• **WHAT TO PRODUCE**
Copy out every line in the items below that contains the string "twine".

Location identification entries
>>>>>

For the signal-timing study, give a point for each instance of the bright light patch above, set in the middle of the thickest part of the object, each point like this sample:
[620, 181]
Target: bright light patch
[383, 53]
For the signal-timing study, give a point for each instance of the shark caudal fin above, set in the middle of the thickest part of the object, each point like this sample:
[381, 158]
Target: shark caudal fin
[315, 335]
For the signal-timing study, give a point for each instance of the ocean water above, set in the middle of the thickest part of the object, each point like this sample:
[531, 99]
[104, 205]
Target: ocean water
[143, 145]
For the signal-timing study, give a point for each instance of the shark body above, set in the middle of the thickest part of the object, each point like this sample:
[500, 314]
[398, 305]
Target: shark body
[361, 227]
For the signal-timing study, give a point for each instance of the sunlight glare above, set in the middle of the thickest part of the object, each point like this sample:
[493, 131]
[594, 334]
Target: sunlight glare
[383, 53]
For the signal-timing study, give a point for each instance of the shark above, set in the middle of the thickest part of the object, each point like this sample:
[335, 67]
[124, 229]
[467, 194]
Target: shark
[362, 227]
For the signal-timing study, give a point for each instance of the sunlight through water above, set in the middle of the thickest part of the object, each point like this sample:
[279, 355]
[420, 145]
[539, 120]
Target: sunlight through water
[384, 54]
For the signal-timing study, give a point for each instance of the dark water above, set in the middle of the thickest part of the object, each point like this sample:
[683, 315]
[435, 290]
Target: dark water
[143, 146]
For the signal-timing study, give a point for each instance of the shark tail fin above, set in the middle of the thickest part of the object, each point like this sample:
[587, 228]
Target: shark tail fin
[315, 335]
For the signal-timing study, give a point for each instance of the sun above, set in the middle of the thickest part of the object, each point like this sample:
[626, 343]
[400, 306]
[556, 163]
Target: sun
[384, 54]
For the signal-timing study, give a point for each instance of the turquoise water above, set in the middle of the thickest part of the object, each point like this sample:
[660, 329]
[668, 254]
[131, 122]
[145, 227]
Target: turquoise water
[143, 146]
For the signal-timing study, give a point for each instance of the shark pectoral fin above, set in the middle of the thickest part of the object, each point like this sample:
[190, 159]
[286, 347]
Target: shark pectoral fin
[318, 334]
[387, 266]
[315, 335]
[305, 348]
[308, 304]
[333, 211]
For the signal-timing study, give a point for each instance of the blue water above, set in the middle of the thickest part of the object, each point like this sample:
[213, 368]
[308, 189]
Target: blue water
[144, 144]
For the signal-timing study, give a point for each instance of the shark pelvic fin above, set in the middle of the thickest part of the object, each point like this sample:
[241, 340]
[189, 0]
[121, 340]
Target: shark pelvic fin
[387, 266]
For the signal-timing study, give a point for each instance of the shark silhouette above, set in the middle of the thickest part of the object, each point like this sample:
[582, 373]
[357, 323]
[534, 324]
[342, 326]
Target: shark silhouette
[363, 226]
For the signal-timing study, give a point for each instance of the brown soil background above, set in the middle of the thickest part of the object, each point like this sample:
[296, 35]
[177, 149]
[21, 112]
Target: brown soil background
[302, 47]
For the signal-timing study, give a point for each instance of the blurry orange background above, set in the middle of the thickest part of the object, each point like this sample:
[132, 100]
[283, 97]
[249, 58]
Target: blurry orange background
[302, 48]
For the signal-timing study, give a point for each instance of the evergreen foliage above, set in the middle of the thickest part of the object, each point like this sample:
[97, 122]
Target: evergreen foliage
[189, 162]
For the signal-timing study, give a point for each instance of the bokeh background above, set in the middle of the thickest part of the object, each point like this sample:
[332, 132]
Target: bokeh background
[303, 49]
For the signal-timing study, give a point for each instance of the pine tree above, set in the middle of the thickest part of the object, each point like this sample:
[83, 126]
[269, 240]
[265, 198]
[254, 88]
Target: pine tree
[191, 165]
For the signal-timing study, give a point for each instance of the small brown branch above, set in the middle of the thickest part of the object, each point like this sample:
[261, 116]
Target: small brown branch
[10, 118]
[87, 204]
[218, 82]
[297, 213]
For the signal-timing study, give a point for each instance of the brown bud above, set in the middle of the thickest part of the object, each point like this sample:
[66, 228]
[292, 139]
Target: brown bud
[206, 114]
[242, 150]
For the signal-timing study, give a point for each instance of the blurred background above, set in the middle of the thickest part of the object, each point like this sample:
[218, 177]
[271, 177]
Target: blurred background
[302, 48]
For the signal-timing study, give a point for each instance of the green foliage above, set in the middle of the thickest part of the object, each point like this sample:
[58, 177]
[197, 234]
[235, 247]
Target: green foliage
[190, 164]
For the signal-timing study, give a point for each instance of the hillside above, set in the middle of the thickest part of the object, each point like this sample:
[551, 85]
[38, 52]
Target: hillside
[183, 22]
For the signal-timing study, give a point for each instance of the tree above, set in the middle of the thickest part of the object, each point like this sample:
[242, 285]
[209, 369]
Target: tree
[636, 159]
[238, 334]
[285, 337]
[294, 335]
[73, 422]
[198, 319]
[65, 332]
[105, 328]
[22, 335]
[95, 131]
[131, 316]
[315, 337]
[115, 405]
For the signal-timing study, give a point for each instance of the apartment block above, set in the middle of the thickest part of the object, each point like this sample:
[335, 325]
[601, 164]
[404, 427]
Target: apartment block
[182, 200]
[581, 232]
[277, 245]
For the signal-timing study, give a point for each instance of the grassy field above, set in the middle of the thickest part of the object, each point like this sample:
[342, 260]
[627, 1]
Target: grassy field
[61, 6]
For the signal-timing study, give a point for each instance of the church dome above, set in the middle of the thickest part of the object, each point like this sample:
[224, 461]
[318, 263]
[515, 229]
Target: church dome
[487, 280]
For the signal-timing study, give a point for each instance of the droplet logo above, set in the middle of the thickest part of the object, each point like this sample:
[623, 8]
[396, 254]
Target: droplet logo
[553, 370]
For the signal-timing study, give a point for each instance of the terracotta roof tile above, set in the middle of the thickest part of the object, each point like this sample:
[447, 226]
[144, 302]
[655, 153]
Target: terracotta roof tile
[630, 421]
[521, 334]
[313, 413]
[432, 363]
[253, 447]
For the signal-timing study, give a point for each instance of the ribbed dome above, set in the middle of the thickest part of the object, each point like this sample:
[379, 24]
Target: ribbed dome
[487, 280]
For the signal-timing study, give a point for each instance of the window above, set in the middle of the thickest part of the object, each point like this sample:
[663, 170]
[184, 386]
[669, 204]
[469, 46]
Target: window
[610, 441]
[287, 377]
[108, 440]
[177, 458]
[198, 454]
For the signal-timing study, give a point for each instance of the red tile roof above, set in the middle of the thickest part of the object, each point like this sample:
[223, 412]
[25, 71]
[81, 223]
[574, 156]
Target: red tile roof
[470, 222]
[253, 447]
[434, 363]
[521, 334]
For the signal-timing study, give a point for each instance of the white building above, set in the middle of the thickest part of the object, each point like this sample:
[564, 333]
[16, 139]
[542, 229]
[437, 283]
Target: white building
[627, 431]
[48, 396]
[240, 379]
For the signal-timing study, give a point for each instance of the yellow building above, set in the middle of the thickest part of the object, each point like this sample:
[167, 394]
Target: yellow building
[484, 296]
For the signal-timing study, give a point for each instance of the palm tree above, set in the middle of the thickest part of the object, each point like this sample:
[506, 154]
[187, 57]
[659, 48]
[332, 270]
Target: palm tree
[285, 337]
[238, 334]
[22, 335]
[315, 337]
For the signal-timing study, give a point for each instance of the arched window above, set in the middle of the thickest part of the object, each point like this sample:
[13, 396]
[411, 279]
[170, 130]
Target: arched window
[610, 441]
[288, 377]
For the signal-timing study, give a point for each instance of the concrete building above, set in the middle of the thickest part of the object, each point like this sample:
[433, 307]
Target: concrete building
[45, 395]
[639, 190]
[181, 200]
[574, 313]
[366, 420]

<<<<<
>>>>>

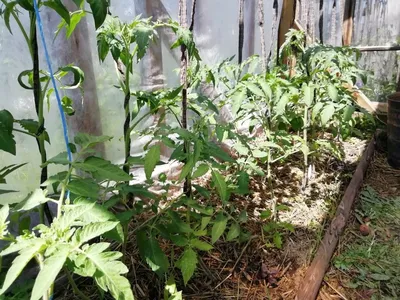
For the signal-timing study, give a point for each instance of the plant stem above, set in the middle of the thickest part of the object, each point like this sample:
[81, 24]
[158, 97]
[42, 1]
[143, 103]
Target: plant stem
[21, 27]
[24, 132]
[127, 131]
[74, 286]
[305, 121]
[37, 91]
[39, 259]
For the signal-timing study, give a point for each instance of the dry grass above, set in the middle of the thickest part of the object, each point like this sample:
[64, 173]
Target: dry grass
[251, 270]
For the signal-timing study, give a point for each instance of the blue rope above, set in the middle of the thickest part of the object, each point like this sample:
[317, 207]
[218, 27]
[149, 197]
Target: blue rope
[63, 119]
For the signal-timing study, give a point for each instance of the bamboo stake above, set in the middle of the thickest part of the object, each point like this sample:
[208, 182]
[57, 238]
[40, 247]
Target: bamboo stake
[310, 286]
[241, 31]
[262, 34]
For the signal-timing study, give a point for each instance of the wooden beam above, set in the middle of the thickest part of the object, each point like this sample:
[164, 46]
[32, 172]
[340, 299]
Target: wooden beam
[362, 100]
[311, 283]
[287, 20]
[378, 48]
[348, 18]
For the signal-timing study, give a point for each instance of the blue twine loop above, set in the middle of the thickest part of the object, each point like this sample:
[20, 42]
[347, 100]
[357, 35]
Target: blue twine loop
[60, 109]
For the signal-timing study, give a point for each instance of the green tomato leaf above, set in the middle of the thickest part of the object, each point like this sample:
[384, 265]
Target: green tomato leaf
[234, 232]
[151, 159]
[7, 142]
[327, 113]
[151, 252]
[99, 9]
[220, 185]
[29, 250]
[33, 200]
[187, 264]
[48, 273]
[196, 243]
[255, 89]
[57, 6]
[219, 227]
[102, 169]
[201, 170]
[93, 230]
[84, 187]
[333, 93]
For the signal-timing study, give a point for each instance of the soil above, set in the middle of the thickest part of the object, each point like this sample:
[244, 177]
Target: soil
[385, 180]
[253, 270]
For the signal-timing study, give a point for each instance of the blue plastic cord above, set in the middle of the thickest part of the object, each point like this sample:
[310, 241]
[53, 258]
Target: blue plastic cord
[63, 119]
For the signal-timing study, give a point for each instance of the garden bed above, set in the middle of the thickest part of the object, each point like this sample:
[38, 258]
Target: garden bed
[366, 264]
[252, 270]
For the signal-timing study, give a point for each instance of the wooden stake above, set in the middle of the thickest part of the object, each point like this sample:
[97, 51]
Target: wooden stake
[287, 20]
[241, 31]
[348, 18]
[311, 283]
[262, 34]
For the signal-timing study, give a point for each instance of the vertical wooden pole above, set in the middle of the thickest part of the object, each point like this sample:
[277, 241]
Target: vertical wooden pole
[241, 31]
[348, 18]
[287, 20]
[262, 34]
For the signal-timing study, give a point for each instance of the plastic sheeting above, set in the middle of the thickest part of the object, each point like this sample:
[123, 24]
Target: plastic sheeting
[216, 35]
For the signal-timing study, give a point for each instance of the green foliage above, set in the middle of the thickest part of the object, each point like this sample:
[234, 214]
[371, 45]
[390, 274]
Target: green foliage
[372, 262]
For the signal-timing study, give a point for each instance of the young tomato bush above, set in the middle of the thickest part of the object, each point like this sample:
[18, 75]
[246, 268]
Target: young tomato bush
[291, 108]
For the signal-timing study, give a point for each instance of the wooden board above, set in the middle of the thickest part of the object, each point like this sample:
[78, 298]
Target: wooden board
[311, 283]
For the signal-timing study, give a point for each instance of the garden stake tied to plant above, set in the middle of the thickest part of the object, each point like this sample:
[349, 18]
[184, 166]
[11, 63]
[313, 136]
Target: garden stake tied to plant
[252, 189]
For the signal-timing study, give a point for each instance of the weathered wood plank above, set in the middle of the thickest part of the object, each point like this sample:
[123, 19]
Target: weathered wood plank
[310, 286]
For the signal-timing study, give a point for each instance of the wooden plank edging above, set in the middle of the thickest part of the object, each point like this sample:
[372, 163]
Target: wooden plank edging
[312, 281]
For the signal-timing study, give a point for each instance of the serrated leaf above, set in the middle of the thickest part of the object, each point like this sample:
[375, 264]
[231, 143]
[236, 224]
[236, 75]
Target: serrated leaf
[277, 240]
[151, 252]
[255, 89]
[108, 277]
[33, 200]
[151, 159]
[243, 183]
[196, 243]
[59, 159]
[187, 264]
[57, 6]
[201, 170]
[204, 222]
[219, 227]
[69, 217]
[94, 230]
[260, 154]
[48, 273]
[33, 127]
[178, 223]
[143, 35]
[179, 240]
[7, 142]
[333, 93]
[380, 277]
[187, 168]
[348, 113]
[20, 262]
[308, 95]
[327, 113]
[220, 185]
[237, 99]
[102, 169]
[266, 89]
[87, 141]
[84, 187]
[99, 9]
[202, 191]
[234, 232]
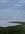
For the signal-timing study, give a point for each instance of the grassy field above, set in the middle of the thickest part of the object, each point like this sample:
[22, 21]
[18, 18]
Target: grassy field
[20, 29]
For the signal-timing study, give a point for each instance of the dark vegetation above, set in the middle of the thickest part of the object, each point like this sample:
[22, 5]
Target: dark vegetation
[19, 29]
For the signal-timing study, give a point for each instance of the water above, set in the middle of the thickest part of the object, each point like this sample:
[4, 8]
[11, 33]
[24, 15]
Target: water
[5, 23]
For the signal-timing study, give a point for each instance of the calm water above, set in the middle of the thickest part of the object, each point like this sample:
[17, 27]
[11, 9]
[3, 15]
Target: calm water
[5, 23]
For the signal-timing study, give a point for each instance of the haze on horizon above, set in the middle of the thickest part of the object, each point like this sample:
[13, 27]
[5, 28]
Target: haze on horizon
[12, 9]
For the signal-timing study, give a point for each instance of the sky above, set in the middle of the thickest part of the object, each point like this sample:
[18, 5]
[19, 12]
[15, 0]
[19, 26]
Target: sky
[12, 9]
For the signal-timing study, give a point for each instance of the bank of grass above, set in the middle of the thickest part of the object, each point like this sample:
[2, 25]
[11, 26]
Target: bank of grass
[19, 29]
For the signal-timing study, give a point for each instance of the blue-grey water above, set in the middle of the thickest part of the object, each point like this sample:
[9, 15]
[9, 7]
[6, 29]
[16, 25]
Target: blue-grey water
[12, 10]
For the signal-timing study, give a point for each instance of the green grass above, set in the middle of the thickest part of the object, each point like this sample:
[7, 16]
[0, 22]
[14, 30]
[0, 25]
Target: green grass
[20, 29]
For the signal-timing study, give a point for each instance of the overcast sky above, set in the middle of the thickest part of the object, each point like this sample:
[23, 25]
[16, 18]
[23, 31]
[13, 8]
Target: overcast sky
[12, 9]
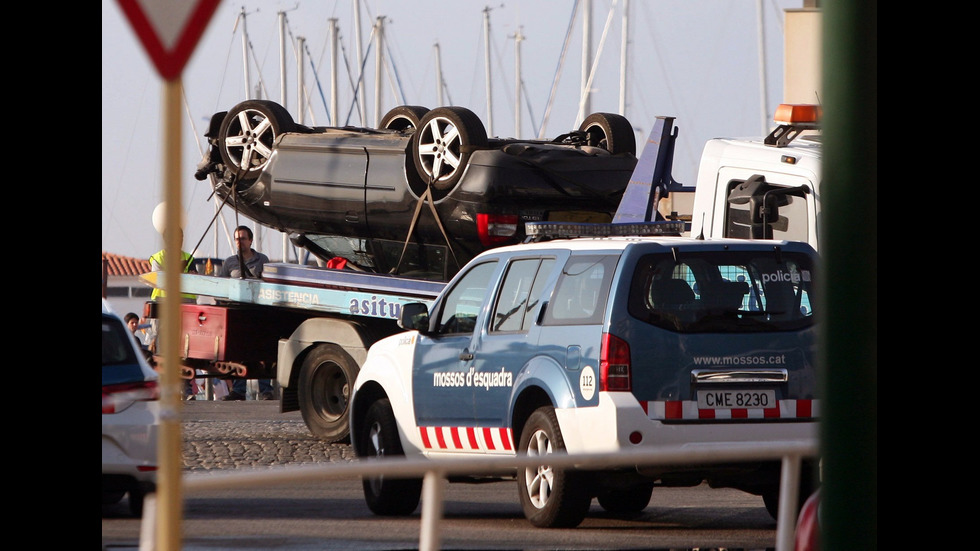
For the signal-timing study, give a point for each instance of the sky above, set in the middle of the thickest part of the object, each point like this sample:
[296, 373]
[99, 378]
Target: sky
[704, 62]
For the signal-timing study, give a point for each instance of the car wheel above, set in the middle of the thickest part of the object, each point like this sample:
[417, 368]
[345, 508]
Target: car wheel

<<<<<

• **ANSWER BELOW**
For the signal-timing study, give a point for each instance of the blue twine loop above, set in the middle of the thickest part of the object, each point like this sample:
Target: blue twine loop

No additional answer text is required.